> **Problem details**: Print the forum thread word for word, from "I think you" to "just don’t care..".

---------- Quoted passage

I’m 14 years old.. i know that’s really young. But I’ve been hospitalized 5 times this whole year. I’ve attempted suicide 10 times. everything is so hard. I try so hard to be happy.. that’s all I want! is too be happy.. I have no friends in high school. my dad hates me.. i know he does because he told me. he said I was a mistake.. that I cause too much problems for him. i never meant to cause problems for my parents. my mom suffers because of me. it’s so hard to go on anymore. I’ve self-harmed since the 4th grade. “Sarahi, kill yourself please. Nobody likes you. You’re a worthless piece of shit. You emo freak. Go die in a hole. Ew you’re so fat and disgusting. Attention seeker. You’re so ugly, nobody will ever like you.” This and so much more has been said to me all my life, especially by family. I just need someone to talk to please.. that’s all i ask for.. is someone to talk to.
8 comments
Ok – I am listening. Talk
I dont know what to do.. It’s been on mind for awhile.. I try to push them away but I can’t. I just don’t want to go on anymore. I really don’t want to be hospitalized again.. I mean, it was a nice place because you met people who have similar issues, you feel safe and accepted by everyone. In school i’m pushed around.. I’m made fun because of my scars.. I do everything i can to cover them but people just do it. i dont know what to do.. I just need help..
Sweetheart, I am glad you asked for help. The counselor at school would be a good place to start.
i’ve been talking to him since August.
I think you should know that there are a lot of people like you (myself for example). I have attempted many times, when I was young I felt less courageous than you. You are asking for someone to listen to you that you need to talk. This is what suicide project is for. Talk and talk and we will listen and listen. Maybe when I need to talk, you could listen to me too?
I would love to listen to you! I like helping people.
I like your name. I have realized recently that maybe alot of my problems are actually the people around me. But i will never be able to live alone so i am just stuck. Really STUCK. I hate these people are saying things to you like that i don’ t know if they realize how much life long damage it can cause a person or not or if they just don’t care..
wish i knew what to say to help but the truth is i don’t if i did i wouldn’t be so miserable myself so much.
Hi honey. Sometimes people can be cruel, unfortunately even our own family. You have one thing going for you…and that is your age. And even though you may think things won’t get better, they will if as hard as it may be…you focus on you and what makes you happy. And to really tune them out. You already have something positive going for you. And that is that you said you like helping people and listening to them. One day you could become a counselor. Or even a peer counselor in school.now. Let me know if you would like to talk.

--------------------
---------- Given records

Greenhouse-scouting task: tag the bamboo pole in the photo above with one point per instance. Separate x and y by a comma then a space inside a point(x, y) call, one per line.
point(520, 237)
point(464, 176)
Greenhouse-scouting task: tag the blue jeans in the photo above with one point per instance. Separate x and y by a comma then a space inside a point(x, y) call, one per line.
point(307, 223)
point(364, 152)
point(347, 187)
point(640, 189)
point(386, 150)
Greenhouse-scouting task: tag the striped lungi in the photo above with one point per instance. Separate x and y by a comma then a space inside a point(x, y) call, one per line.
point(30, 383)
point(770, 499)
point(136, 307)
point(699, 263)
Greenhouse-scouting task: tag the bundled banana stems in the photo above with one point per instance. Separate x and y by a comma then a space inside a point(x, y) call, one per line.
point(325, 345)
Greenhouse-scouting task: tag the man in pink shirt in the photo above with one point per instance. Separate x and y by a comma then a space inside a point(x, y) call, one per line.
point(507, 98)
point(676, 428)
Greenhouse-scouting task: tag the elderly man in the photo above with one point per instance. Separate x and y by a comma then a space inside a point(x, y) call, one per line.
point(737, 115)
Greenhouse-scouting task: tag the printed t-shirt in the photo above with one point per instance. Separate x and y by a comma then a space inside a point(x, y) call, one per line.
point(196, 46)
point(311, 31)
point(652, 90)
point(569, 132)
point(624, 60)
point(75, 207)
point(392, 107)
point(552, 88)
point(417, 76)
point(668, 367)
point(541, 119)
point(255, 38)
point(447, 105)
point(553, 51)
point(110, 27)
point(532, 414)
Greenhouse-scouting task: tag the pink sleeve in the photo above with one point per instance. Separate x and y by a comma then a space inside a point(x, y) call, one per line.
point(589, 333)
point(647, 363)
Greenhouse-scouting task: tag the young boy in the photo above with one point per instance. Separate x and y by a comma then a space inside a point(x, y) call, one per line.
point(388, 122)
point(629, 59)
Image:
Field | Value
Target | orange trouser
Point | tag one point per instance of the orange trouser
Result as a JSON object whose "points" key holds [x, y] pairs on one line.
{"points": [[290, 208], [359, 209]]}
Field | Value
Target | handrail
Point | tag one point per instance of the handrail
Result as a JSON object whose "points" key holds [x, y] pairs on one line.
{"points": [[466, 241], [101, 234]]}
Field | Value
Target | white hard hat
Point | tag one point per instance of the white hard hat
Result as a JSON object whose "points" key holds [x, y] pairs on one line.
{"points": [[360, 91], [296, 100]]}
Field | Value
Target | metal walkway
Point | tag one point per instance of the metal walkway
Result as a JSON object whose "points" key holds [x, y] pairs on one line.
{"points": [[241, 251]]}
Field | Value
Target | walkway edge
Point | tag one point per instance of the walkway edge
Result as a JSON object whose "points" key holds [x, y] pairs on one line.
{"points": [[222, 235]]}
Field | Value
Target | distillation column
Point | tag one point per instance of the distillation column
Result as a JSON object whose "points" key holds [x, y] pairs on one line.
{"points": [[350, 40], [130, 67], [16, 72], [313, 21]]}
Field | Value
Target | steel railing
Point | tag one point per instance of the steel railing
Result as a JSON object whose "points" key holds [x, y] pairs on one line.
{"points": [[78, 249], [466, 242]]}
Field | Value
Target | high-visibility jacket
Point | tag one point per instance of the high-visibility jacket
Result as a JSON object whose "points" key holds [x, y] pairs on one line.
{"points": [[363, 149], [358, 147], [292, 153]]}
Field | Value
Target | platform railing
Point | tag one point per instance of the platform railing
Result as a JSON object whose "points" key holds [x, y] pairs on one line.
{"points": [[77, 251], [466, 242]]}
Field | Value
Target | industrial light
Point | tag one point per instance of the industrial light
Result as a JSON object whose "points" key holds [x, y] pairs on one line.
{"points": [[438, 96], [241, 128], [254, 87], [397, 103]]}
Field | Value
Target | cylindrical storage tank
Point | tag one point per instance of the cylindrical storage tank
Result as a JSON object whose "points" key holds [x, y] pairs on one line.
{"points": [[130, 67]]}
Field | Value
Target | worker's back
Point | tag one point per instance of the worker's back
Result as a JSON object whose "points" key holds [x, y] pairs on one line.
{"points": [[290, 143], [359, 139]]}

--------------------

> **Expected output**:
I think you should know that there are a lot of people like you (myself for example). I have attempted many times, when I was young I felt less courageous than you. You are asking for someone to listen to you that you need to talk. This is what suicide project is for. Talk and talk and we will listen and listen. Maybe when I need to talk, you could listen to me too?
I would love to listen to you! I like helping people.
I like your name. I have realized recently that maybe alot of my problems are actually the people around me. But i will never be able to live alone so i am just stuck. Really STUCK. I hate these people are saying things to you like that i don’ t know if they realize how much life long damage it can cause a person or not or if they just don’t care..